___ QUOTED PASSAGE

- Reading data the Java way explains various ways of reading data
as instances of a provided Bean class
- Reading from CSV/JSON data Read data and transparently convert them to Java Beans.
- Creating a Table from Java Bean Objects Construct a Table on a Collection of Java Beans.
- Reading data the Frictionless way - either as String Arrays,
Object Arrays, or Maps
- Without a Schema Read as String arrays and without format integrity assurance
- With a Schema Read as converted Java object arrays with format integrity assurance
- Read data as Maps if you prefer your data as key/value pairs
There are basically two distinct ways to read data with the help of the tableschema-java library:
- The way other language implementation of the Frictionless Tableschema standard handle this
- In a true native Java way
The first way is suitable in a mixed-technology enviroment where Java-specific solutions might create friction in maintenance, or in a big-data environment where modeling data as Java bean classes is not suitable
The Java-native way is superior if the modeling of data sets to Java classes is possible, as the user of the library does not have to create Schemas and later convert the row data into Java objecs. It also allows very precise control over the mapping between CSV/JSON and domain objects.
Since Java is a strongly typed language, we can derive the data type for each column of a table from a Java bean. This allows us to model our domain model in terms of Java beans, enjoy the format integrity of a Table Schema, and while reading data, get it returned as instances of our bean class.

______
___ DATA ENTRIES

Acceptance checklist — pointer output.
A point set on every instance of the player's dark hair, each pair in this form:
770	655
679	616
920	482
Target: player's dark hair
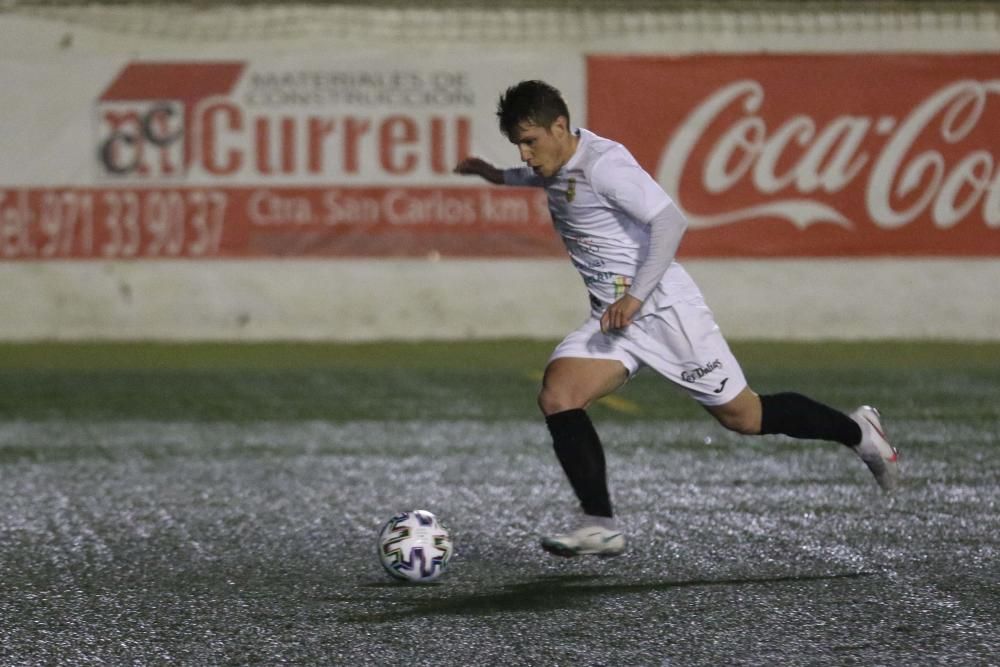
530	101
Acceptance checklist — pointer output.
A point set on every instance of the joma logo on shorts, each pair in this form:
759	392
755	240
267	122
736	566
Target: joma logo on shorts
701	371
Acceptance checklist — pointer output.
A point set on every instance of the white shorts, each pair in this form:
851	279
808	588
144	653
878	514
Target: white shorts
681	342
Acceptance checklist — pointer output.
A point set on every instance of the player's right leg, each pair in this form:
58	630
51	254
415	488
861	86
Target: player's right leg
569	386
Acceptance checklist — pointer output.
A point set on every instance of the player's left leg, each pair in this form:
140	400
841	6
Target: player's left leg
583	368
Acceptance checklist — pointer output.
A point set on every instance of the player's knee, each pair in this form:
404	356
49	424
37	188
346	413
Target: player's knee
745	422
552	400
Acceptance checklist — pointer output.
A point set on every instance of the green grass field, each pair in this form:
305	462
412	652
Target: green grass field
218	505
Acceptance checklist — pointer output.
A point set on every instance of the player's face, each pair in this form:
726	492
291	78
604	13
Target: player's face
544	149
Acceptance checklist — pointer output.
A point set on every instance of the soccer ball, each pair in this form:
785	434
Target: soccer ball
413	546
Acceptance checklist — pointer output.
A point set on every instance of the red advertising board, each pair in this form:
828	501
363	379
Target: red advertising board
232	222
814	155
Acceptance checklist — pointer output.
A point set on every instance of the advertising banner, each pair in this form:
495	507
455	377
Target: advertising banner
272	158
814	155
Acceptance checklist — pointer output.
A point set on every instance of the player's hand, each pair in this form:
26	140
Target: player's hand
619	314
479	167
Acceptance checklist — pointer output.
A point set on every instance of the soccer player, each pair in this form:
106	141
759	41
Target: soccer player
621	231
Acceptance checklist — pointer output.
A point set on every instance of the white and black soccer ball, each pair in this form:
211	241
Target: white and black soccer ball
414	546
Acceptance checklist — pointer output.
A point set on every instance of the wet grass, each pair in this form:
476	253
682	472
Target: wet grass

______

PROBLEM DETAILS
According to the tableschema-java page, how many distinct ways are there to read data with the library? The data is separate material, not part of the tableschema-java page.

CORRECT OUTPUT
Two: the way other implementations of the Frictionless Tableschema standard handle it, and a true native Java way.